◆ **Goal of the exercise**
Each record that follows should be repeated exactly, minus any images.

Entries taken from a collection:

----

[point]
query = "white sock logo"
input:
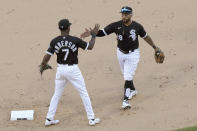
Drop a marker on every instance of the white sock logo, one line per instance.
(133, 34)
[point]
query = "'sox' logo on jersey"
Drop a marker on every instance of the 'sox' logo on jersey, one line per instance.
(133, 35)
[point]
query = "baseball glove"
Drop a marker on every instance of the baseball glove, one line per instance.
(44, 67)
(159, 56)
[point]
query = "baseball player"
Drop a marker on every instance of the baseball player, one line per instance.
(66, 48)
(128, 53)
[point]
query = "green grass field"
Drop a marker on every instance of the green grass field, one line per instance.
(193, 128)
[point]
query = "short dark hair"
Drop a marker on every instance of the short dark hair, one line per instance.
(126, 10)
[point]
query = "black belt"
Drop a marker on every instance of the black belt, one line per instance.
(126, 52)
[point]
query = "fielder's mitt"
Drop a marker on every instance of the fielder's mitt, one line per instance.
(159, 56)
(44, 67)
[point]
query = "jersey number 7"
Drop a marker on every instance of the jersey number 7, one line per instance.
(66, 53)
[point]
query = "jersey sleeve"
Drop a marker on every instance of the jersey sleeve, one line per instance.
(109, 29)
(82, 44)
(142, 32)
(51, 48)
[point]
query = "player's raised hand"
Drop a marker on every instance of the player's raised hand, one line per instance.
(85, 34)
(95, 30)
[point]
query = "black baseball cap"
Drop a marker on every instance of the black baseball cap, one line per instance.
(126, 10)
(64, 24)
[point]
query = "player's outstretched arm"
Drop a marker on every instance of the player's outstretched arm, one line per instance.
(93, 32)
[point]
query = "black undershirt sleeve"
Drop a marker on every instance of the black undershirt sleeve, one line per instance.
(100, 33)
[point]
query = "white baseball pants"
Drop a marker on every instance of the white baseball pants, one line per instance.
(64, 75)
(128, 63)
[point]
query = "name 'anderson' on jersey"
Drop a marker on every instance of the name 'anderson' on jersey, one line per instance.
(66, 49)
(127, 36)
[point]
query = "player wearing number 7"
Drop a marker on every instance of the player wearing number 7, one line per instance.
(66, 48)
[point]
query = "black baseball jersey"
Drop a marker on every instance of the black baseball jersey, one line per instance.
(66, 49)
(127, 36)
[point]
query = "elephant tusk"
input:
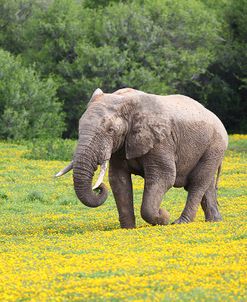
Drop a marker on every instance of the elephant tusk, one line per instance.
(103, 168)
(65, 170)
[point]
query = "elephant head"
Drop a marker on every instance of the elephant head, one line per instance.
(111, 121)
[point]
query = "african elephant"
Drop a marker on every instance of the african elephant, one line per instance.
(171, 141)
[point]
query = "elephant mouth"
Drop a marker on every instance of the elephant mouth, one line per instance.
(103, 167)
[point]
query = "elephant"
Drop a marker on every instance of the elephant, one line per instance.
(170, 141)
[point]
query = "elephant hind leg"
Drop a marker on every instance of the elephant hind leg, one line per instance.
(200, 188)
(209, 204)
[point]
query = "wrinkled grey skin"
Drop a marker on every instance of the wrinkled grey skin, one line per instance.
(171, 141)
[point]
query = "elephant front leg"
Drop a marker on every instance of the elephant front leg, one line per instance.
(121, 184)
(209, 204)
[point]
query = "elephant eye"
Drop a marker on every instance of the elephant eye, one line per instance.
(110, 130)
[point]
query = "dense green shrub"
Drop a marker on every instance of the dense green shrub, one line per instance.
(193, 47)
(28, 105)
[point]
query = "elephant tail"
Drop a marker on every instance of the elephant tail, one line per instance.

----

◆ **Solution to this task**
[point]
query = "white sock logo"
input:
Drop a marker on every instance of the white sock logo, one line per instance.
(133, 34)
[point]
query = "'sox' logo on jersey"
Drop a marker on every instance of the 'sox' logo on jersey, one line per instance.
(133, 35)
[point]
query = "baseball glove"
Drop a marker on every instance of the baseball glove, one line per instance.
(44, 67)
(159, 56)
[point]
query = "baseball player"
Drop a marker on every instance of the baseball player, one line per instance.
(66, 48)
(128, 53)
[point]
query = "green grass field"
Drop a marker on every instance of the green grass field, one line per instance.
(193, 128)
[point]
query = "short dark hair"
Drop a marker on every instance of the short dark hair, one line per instance.
(126, 10)
[point]
query = "black belt"
Drop a marker on every instance of the black belt, one line per instance.
(126, 52)
[point]
query = "fielder's mitt"
Drop a marker on every instance of the fielder's mitt, one line per instance.
(159, 56)
(44, 67)
[point]
query = "jersey number 7"
Drop a marker on every instance of the jersey number 7, one line per instance.
(66, 53)
[point]
query = "jersey sleeve"
Drop a marker on every instance of the jersey sleeve, one line per instance.
(109, 29)
(82, 44)
(142, 32)
(51, 48)
[point]
query = "player's raised hand"
Drop a marker on every instance of the player's raised hand, one line per instance.
(85, 34)
(95, 30)
[point]
query = "black baseball cap"
Drop a marker on every instance of the black baseball cap, one line per instance.
(126, 10)
(64, 24)
[point]
query = "player's outstretched arm"
Drop a marker on every instance of the player's outstretched arm, one line per instance.
(93, 32)
[point]
query = "black undershirt sleeve"
Drop a marker on every instance of the black undershirt sleeve, one line per instance.
(100, 33)
[point]
query = "white baseball pants"
Drop a marker on every instance of the white baseball pants, one line per instance.
(64, 75)
(128, 63)
[point]
query = "name 'anderson' on jersey"
Drop a marker on every instance of the name 'anderson' on jersey, one line per instance.
(66, 49)
(127, 36)
[point]
query = "player wearing number 7"
Drop a marker on every instance of the player wearing number 7, one line per instance.
(66, 48)
[point]
query = "black baseball jersey"
Drop a marker on every instance of the black baseball jersey, one line per instance.
(66, 49)
(127, 36)
[point]
query = "elephant tusk"
input:
Drop a marker on every instance of the elephant tusk, one line per instance.
(103, 168)
(65, 170)
[point]
query = "elephant head"
Drop a marker on every instance of the elephant head, one line per instance.
(111, 121)
[point]
query = "african elephant"
Drop a marker on every instance of the african elephant, one line per instance.
(171, 141)
[point]
query = "elephant mouth"
Drop a marker on every instance of the elephant mouth, one line per instance.
(103, 167)
[point]
query = "elephant"
Drop a marker on every instance of the elephant, one line per instance.
(170, 141)
[point]
query = "elephant hind leg"
Drop a marker on every instance of the elephant hind leg, one line per instance.
(200, 188)
(209, 204)
[point]
query = "wrinkled grey skin"
Drop a marker on every instance of the wrinkled grey skin, one line per instance.
(171, 141)
[point]
query = "elephant front leg"
Drop a marker on every instance of the elephant front leg, one line per instance.
(121, 184)
(209, 204)
[point]
query = "elephant eye"
Drop a marker on every instance of the elephant eye, one line per instance.
(110, 130)
[point]
query = "dense green shrub"
Drop a marker on every instance of the dense green shrub, one line per instance.
(193, 47)
(28, 105)
[point]
query = "elephant tail"
Drop a marker on every instance of the elephant tail, one line per instance.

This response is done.